Starting with the line that holds "of the drainpipe", copy out each remaining line of the listing below, up to and including the last one, and include nothing else.

======== Listing ========

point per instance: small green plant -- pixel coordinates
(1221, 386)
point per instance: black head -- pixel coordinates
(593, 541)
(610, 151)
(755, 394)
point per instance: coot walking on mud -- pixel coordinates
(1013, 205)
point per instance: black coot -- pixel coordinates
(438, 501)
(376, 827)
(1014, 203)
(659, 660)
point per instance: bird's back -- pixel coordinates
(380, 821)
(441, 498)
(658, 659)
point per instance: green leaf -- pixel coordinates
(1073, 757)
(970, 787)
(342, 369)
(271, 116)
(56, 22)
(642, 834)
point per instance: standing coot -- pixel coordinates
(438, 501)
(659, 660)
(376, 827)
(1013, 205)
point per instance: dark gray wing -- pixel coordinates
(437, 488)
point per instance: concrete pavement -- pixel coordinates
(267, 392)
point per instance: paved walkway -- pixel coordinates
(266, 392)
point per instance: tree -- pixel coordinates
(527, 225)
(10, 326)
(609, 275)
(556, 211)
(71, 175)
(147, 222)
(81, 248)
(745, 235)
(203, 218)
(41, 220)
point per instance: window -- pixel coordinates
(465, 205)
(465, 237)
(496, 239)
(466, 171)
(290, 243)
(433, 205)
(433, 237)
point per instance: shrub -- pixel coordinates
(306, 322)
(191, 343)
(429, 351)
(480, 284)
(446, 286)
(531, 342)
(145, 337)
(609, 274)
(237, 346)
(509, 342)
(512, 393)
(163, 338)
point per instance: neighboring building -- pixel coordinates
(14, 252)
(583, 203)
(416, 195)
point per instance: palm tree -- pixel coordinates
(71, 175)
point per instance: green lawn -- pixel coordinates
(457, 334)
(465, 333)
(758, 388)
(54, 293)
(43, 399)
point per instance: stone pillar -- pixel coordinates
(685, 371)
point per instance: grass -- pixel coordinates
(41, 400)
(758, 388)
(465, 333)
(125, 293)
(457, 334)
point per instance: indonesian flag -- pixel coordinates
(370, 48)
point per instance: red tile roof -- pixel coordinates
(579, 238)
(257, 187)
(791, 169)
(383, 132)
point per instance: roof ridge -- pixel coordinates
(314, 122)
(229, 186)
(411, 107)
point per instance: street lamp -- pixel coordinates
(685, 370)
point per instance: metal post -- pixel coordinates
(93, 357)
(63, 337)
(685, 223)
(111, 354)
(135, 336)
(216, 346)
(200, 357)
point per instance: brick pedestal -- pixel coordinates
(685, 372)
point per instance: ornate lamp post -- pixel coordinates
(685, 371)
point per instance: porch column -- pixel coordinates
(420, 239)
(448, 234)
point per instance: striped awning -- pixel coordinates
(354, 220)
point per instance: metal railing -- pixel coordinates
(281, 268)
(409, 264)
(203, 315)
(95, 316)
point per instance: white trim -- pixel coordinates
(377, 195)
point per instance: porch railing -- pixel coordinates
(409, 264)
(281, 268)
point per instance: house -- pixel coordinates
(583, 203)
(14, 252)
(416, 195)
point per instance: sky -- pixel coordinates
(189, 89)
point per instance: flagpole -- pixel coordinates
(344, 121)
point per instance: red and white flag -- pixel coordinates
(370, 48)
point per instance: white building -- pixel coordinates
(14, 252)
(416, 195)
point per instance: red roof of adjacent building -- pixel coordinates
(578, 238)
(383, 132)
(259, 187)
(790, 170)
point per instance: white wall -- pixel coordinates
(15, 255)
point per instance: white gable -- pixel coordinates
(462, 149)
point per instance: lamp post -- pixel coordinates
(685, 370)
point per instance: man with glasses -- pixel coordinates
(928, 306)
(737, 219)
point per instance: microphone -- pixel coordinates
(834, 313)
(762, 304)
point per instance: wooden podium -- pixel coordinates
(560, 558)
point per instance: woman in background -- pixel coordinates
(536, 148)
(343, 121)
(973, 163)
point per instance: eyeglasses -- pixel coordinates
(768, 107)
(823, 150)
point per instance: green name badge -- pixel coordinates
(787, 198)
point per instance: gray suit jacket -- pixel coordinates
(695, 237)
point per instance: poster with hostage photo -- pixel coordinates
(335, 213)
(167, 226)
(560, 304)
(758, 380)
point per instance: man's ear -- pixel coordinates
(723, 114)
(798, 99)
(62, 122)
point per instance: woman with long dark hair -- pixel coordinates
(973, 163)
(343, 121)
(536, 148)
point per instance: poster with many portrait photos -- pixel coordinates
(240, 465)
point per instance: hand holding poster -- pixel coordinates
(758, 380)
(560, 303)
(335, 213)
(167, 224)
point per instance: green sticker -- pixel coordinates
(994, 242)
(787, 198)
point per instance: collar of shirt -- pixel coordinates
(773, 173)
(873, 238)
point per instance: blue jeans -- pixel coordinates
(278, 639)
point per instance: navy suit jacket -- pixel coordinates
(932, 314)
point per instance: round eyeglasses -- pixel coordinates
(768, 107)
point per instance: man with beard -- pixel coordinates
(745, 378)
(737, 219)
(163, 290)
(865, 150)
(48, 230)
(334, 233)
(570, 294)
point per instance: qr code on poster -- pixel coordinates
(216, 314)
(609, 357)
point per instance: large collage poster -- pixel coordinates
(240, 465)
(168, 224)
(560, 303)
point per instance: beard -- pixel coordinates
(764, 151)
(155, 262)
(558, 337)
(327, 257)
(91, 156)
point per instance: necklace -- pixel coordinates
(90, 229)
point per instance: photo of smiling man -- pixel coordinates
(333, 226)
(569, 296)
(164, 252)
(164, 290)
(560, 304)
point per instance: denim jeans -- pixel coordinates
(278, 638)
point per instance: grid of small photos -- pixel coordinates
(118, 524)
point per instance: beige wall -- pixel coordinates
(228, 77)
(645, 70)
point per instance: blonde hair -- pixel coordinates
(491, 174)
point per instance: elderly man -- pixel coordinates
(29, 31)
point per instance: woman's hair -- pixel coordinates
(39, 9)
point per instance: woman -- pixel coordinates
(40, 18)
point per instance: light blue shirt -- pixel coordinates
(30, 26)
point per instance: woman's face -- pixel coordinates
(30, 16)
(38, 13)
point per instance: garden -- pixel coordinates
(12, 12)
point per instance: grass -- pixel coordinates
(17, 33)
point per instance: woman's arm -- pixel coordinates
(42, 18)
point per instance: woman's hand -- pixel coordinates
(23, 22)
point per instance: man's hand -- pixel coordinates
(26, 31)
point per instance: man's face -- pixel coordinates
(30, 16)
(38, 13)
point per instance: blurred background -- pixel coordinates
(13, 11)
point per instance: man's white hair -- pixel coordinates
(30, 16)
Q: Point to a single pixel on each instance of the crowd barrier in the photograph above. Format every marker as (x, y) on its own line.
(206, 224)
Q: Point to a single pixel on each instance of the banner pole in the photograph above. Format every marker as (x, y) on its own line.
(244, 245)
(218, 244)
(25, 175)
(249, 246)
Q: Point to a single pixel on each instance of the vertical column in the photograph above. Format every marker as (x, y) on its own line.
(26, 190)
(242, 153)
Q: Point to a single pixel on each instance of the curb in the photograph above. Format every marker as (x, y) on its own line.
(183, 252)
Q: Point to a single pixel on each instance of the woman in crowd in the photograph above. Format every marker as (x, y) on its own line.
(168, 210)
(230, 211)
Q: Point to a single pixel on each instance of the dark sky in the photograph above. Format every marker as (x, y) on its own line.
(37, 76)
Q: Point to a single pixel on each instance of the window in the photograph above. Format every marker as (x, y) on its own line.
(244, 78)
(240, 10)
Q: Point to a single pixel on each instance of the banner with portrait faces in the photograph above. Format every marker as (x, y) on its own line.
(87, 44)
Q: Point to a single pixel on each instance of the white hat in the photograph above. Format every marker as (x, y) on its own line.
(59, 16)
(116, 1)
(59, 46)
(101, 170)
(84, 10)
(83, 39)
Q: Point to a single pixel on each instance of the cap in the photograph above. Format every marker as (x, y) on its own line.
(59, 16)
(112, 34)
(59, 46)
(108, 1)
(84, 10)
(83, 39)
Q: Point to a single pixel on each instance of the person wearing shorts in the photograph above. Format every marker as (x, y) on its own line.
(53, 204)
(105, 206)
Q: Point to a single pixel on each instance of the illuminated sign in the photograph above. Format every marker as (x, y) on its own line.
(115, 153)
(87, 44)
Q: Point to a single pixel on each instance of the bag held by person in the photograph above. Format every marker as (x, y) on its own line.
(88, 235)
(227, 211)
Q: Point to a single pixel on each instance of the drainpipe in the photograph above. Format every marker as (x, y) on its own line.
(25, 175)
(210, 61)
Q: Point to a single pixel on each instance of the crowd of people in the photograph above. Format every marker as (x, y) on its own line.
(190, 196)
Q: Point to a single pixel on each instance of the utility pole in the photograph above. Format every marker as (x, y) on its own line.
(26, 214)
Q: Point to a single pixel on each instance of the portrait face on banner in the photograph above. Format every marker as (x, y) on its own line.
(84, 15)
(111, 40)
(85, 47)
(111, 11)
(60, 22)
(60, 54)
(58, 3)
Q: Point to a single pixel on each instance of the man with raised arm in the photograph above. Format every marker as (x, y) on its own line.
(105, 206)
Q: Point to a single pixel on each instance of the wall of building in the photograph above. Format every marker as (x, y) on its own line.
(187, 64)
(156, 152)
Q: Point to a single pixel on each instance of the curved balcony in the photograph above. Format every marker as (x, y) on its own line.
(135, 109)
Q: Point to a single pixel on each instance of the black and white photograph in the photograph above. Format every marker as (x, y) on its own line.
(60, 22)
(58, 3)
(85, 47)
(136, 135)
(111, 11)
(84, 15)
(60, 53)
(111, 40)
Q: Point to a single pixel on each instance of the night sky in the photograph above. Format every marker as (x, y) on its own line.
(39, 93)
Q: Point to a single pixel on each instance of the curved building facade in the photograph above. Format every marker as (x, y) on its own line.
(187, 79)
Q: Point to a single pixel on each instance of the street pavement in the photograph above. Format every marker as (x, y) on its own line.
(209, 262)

========

▶ _Solution_
Q: Point to a single pixel on each instance of the drainpipe in the photograph above. Format every marker as (x, y) on its own line.
(25, 175)
(210, 61)
Q: Point to a single pixel on each instance of the crowd of people in the photograph above. Format every marker as (x, y) on its own line.
(190, 196)
Q: Point to a single pixel on each instance of the utility pole in the photograph above. Format every marker as (x, y) on its own line.
(26, 214)
Q: Point to a single pixel on each instance of the portrait face on banner in the photograph above. Format every marker as (x, y) on its own line.
(84, 15)
(111, 40)
(85, 47)
(111, 11)
(60, 22)
(60, 54)
(58, 3)
Q: Point to a single pixel on each instance of the man with raised arm in the photograph above. Format every marker as (x, y) on its own line.
(105, 206)
Q: Point to a single pixel on each instance of the wall of building in the photograph above. Format every marker as (x, y) on its own line.
(187, 64)
(156, 152)
Q: Point to a single pixel on each instance of the curved balcony in the photograph above. Format every marker as (x, y) on its own line.
(135, 109)
Q: Point to a single pixel on each instance of the black and white photograph in the photograph above. Format every marker as (x, y) on its own line.
(60, 22)
(58, 3)
(85, 47)
(136, 135)
(111, 11)
(84, 15)
(60, 53)
(111, 40)
Q: Point to a single pixel on each instance of the night sky in the photograph above. Format every marker as (x, y) on its own line.
(39, 93)
Q: Point to a single pixel on each instance of the curved building facade in the photograph above. Format every marker as (x, y) on its own line.
(187, 79)
Q: Point to a single pixel on each instance of the street pavement in the photograph above. Format every marker as (x, y) on its own line.
(209, 262)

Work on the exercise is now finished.